▶ **Page text**
******************************

Kafka: Topic concept and API introduction

Topic

Events are organized and persistently stored in Topic, which is similar to a folder in the file system, and events are the files in the folder. Topics in Kafka are always multi producers and multi subscribers: a Topic can have zero, one or more producers write events to it, or zero, one or more consumers subscribe to these events. The events in the Topic can be read at any time as needed. Unlike the traditional messaging system, the events will not be deleted after use. On the contrary, the time when Kafka should retain the events can be defined through the configuration of each Topic, and then the old events will be discarded. Kafka's performance is actually constant in terms of data size, so it is very good to store data for a long time.

Partition

Topics are partitioned, which means that a Topic can be distributed on multiple Kafka nodes. This distributed placement of data is important for scalability because it allows client applications to read and write data from Kafka nodes at the same time. When publishing a new event to a Topic, it will actually be attached to a Partition of the Topic. Events with the same event key will be written to the same Partition. Kafka guarantees that any user of the Partition of a given Topic will always read the events of the Partition in the same order as when writing.

Replication

In order to make the data fault-tolerant and highly available, each Topic can have multiple replications, so that multiple Kafka nodes always have data replicas to prevent problems. The common production setting is that the replicationFactor is 3, that is, there are always three copies of data. This Replication is performed at the Partition level of the Topic.

Kafka replicates the Partition of each topic on a specified number of servers (through replicationFactor), which allows automatic failover in case of failure of some servers in the cluster, so that the service is still available in case of failure. The unit of Replication is the Partition of topic. Under non fault conditions, each Partition in Kafka has a leader and zero or more followers. replicationFactor is the total number of replicas, including leaders. All read and write operations will go to the leader of the Partition. Generally, there are many more partitions than Kafka nodes, and the leaders of these partitions are evenly distributed among Kafka nodes. The data on the follower needs to be synchronized with the data of the leader, and all data have the same offset and order (of course, at any given time, there may be some data at the end of the leader's data that has not been copied). Followers will use messages from leaders like ordinary Kafka consumers and apply them to their own data. As shown in the figure below, there are two topics (topic 0 and topic 1) on the three Kafka nodes. Topic 0 has two partitions and the replicationFactor is 3 (the red Partition is the leader). Topic 1 has three partitions and the replicationFactor is also 3 (the red Partition is the leader).

******************************

▶ **Record list**
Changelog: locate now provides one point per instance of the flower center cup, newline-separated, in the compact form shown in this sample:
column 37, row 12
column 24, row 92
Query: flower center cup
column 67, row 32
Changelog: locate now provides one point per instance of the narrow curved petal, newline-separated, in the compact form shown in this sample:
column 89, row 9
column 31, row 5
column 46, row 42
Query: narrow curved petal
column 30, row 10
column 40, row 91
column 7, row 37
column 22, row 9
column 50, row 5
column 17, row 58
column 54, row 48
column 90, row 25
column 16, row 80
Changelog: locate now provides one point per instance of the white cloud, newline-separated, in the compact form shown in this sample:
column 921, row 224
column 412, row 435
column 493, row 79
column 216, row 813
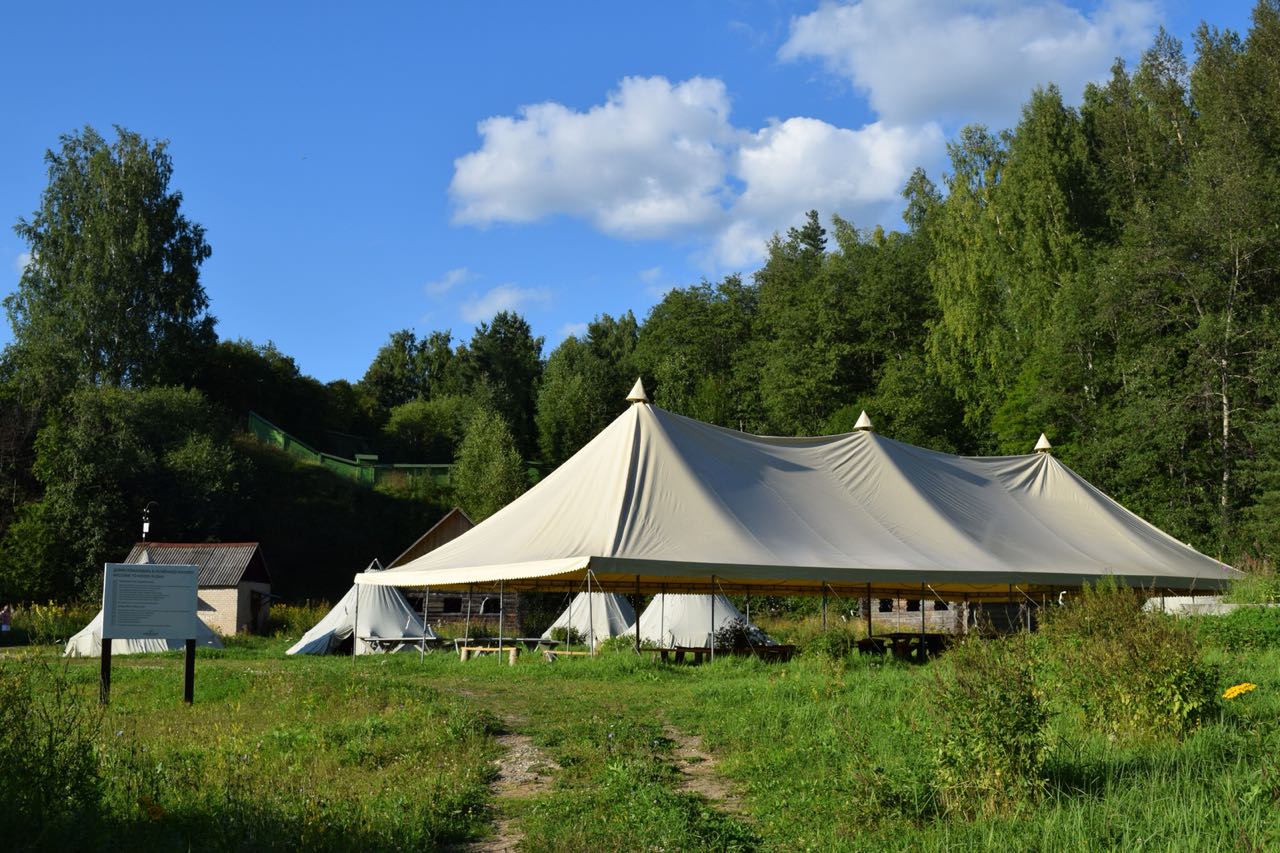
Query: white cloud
column 576, row 329
column 448, row 282
column 650, row 276
column 663, row 160
column 647, row 163
column 804, row 164
column 504, row 297
column 961, row 62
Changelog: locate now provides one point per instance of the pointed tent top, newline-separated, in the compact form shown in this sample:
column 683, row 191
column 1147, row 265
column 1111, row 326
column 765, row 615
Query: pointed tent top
column 638, row 393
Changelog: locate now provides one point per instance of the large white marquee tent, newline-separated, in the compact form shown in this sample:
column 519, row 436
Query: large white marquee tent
column 659, row 502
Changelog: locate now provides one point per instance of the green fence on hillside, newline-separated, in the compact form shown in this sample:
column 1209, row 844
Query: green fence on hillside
column 362, row 469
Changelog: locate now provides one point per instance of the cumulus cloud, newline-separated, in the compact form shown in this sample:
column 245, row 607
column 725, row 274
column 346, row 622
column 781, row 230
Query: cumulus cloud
column 967, row 60
column 504, row 297
column 662, row 160
column 447, row 282
column 805, row 164
column 645, row 163
column 576, row 329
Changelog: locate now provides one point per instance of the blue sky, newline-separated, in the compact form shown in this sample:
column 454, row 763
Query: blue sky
column 362, row 168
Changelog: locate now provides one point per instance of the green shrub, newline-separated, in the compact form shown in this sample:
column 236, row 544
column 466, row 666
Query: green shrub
column 737, row 634
column 991, row 734
column 1247, row 628
column 295, row 620
column 53, row 624
column 49, row 771
column 1129, row 671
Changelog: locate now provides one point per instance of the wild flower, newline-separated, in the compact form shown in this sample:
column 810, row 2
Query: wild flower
column 1232, row 692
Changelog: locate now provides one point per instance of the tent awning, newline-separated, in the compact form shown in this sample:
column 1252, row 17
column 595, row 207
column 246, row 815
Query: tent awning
column 659, row 501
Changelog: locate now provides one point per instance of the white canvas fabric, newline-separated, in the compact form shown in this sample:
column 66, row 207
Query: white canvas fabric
column 88, row 642
column 672, row 620
column 383, row 614
column 657, row 498
column 608, row 612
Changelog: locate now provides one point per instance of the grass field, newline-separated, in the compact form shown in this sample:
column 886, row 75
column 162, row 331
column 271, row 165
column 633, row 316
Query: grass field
column 611, row 753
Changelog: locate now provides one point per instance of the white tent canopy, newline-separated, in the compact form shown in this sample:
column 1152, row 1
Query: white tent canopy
column 663, row 502
column 672, row 620
column 599, row 615
column 88, row 642
column 383, row 612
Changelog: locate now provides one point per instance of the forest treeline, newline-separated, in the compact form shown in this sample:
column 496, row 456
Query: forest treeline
column 1107, row 274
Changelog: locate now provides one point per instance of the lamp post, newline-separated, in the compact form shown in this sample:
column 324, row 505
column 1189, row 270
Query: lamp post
column 146, row 518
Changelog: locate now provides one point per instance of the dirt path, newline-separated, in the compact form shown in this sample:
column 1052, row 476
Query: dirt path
column 524, row 771
column 698, row 774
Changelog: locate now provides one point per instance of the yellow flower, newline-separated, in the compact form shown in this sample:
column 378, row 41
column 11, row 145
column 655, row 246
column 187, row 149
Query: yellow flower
column 1232, row 692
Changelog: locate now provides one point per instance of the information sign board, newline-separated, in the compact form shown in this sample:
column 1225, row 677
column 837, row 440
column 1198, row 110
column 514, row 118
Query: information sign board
column 149, row 601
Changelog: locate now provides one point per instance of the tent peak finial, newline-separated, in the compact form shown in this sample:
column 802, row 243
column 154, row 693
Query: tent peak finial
column 638, row 393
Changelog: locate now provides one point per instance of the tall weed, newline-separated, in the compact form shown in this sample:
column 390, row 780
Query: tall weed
column 1130, row 673
column 991, row 733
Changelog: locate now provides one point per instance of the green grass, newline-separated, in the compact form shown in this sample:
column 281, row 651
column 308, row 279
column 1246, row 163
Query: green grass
column 393, row 753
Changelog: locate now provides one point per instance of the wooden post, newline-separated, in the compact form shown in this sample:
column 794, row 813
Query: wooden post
column 104, row 678
column 188, row 682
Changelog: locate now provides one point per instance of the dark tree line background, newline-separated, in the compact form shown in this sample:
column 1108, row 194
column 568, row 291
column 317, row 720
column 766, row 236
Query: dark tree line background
column 1109, row 274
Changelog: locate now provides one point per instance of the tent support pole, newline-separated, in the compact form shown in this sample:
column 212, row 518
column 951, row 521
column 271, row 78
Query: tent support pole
column 466, row 628
column 355, row 629
column 713, row 619
column 662, row 619
column 421, row 649
column 922, row 624
column 868, row 610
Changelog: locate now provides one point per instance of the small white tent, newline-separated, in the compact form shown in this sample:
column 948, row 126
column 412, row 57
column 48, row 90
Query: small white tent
column 88, row 642
column 602, row 615
column 685, row 620
column 383, row 612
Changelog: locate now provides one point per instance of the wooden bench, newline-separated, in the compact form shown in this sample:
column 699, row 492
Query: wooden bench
column 467, row 651
column 551, row 653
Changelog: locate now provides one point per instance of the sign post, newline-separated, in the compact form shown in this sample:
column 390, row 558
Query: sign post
column 149, row 601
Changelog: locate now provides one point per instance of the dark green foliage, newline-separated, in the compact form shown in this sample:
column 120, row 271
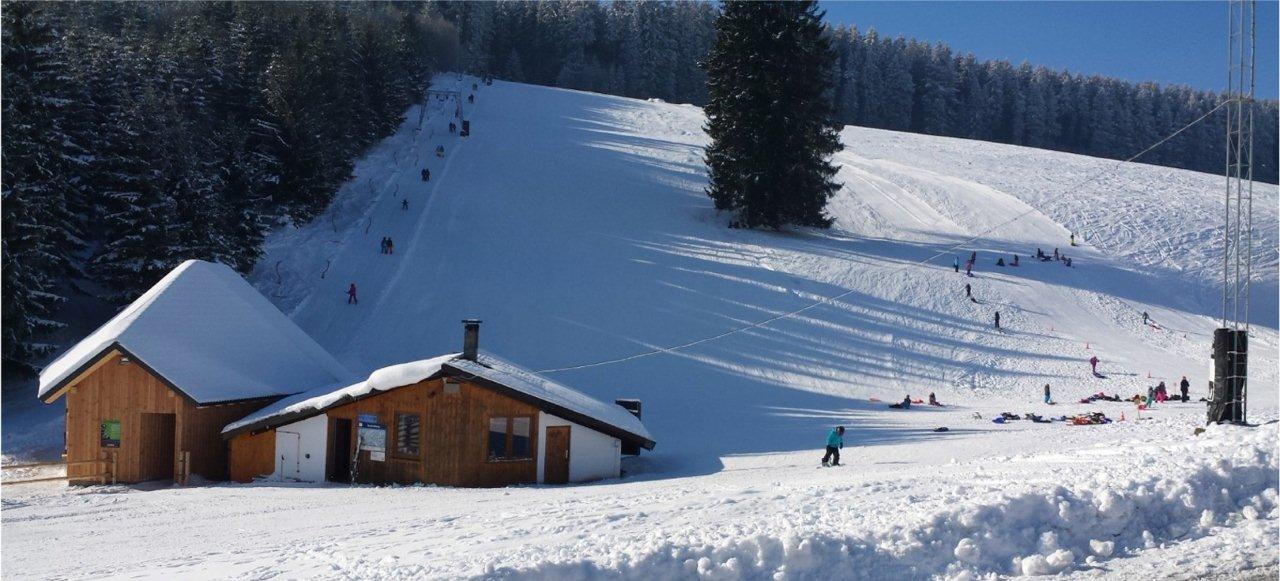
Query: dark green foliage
column 141, row 135
column 771, row 136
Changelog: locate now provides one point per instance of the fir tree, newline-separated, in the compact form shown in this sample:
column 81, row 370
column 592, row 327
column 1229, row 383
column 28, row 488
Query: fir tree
column 771, row 135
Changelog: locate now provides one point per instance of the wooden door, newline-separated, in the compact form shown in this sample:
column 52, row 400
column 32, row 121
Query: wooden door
column 156, row 447
column 556, row 465
column 341, row 456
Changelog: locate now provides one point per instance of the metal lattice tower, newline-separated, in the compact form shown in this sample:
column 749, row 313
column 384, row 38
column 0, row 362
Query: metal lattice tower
column 1238, row 211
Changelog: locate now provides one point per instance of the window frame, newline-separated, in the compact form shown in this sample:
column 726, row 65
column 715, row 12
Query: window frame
column 510, row 440
column 396, row 447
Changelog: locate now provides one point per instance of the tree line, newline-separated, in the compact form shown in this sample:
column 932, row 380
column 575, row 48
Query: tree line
column 140, row 135
column 653, row 49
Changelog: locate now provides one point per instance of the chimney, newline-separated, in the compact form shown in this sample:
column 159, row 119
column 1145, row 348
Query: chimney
column 470, row 338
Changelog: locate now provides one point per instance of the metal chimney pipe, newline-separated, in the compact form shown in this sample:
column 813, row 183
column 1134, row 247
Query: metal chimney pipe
column 470, row 338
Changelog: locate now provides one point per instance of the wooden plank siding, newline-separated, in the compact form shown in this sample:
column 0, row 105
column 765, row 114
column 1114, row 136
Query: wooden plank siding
column 455, row 431
column 252, row 456
column 124, row 390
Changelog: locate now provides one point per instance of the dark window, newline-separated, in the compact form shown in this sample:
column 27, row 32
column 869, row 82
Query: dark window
column 109, row 431
column 497, row 438
column 408, row 434
column 510, row 438
column 520, row 437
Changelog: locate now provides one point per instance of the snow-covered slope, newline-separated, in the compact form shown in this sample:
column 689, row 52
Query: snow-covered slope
column 575, row 225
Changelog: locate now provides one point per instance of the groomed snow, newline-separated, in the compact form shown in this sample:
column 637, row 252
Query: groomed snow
column 211, row 334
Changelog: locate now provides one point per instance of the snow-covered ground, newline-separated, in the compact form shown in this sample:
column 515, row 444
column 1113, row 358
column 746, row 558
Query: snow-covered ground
column 575, row 225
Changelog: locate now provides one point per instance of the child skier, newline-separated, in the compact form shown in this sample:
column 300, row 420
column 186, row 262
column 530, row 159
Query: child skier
column 835, row 442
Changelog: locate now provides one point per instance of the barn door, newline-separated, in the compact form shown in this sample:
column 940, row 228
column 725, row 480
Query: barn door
column 556, row 469
column 156, row 445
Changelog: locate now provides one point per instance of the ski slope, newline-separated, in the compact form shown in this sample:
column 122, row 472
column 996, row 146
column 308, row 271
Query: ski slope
column 575, row 225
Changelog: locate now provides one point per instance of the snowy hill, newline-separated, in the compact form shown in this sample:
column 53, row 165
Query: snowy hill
column 575, row 225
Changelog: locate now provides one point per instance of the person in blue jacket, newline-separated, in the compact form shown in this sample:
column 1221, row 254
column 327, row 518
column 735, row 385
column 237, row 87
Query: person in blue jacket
column 835, row 442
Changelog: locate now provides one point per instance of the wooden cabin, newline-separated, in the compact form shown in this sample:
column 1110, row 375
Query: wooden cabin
column 460, row 420
column 152, row 388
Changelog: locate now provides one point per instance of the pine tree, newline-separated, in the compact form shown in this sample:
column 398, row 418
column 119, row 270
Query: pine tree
column 771, row 136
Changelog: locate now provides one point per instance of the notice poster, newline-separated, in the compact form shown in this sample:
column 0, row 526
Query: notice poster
column 373, row 437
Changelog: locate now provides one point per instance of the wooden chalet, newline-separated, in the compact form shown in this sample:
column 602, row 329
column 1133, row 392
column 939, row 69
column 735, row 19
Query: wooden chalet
column 461, row 420
column 152, row 388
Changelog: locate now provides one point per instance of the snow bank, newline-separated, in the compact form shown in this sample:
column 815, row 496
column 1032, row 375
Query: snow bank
column 1121, row 508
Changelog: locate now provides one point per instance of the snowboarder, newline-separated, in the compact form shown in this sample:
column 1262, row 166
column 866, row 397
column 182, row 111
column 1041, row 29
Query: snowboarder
column 835, row 442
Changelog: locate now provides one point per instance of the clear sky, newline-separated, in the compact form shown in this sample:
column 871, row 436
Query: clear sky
column 1179, row 42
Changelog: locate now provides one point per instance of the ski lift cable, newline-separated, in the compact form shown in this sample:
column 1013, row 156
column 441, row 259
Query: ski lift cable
column 837, row 297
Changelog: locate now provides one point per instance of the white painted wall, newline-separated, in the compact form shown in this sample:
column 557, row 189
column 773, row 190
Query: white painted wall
column 300, row 449
column 592, row 456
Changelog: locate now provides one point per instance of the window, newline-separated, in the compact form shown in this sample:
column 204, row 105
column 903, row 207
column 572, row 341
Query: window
column 109, row 433
column 497, row 438
column 408, row 435
column 510, row 438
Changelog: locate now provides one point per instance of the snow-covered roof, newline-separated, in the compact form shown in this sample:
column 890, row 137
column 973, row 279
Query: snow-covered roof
column 209, row 334
column 538, row 387
column 549, row 396
column 315, row 401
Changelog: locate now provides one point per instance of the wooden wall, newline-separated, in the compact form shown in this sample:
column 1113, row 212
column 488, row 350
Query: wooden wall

******************************

▶ **Exercise requirements**
(1) Which section headings appear in the Kafka topic text above?
(2) Answer these questions from the Kafka topic text:
(a) What replicationFactor does it give as the common production setting?
(b) Where do all read and write operations go?
(c) How many partitions does Topic 0 have in the described figure?
(3) Can you continue the Kafka topic text past its final sentence?

▶ **The responses**
(1)
Topic
Partition
Replication

(2)
(a) 3, meaning there are always three copies of the data.
(b) To the leader of the Partition.
(c) Two.

(3)
API

Add dependency:

        <dependency>
            <groupId>org.apache.kafka</groupId>
            <artifactId>kafka-clients</artifactId>
            <version>3.0.0</version>
        </dependency>

The Kafka clients version used here is consistent with the Kafka version previously deployed by the blogger:

client

The client operating Topic is created through the AdminClient abstract class. The source code is as follows:

package org.apache.kafka.clients.admin;

import java.util.Map;
import java.util.Properties;

public abstract class AdminClient implements Admin {

    /**
     * Create a new Admin with the given configuration
     * props: Admin Configuration of
     * Return KafkaAdminClient instance
     */
    public static AdminClient create(Properties props) {
        return (AdminClient) Admin.create(props);
    }

    /**
     * Overloading methods 
     * Create a new Admin with the given configuration
     * props: Admin Configuration of
     * Return KafkaAdminClient instance
     */
    public static AdminClient create(Map<String, Object> conf) {
        return (AdminClient) Admin.create(conf);
    }
}

In fact, a KafkaAdminClient instance will be returned (KafkaAdminClient class is a subclass of AdminClient abstract class). There are many methods of KafkaAdminClient class, in which the private method serves the public method (the service provided to users).

The public method provided by KafkaAdminClient class is the implementation of Admin interface.

create

Create a new Topic.

package com.kaven.kafka.admin;

import org.apache.kafka.clients.admin.*;
import org.apache.kafka.common.KafkaFuture;

import java.util.*;
import java.util.concurrent.CountDownLatch;
import java.util.concurrent.ExecutionException;

public class Admin {

    private static final AdminClient adminClient = Admin.getAdminClient();

    public static void main(String[] args) throws InterruptedException, ExecutionException {

        Admin admin = new Admin();
        admin.createTopic();
        Thread.sleep(100000);
    }

    public void createTopic() throws InterruptedException {
        CountDownLatch latch = new CountDownLatch(1);
        CreateTopicsResult topics = adminClient.createTopics(
                Collections.singleton(new NewTopic("new-topic-kaven", 1, (short) 1))
        );
        Map<String, KafkaFuture<Void>> values = topics.values();
        values.forEach((name, future) -> {
            future.whenComplete((a, throwable) -> {
                if(throwable != null) {
                    System.out.println(throwable.getMessage());
                }
                System.out.println(name);
                latch.countDown();
            });
        });
        latch.await();
    }

    public static AdminClient getAdminClient() {
        Properties properties = new Properties();
        properties.setProperty(AdminClientConfig.BOOTSTRAP_SERVERS_CONFIG, "192.168.31.240:9092");
        return AdminClient.create(properties);
    }
}

Create AdminClient (simply configure BOOTSTRAP_SERVERS_CONFIG):

    public static AdminClient getAdminClient() {
        Properties properties = new Properties();
        properties.setProperty(AdminClientConfig.BOOTSTRAP_SERVERS_CONFIG, "192.168.31.240:9092");
        return AdminClient.create(properties);
    }

Create a Topic (pass in a new Topic instance, and configure the NewTopic instance with name, numPartitions and replicationFactor):

    public void createTopic() throws InterruptedException {
        CountDownLatch latch = new CountDownLatch(1);
        CreateTopicsResult topics = adminClient.createTopics(
                Collections.singleton(new NewTopic("new-topic-kaven", 1, (short) 1))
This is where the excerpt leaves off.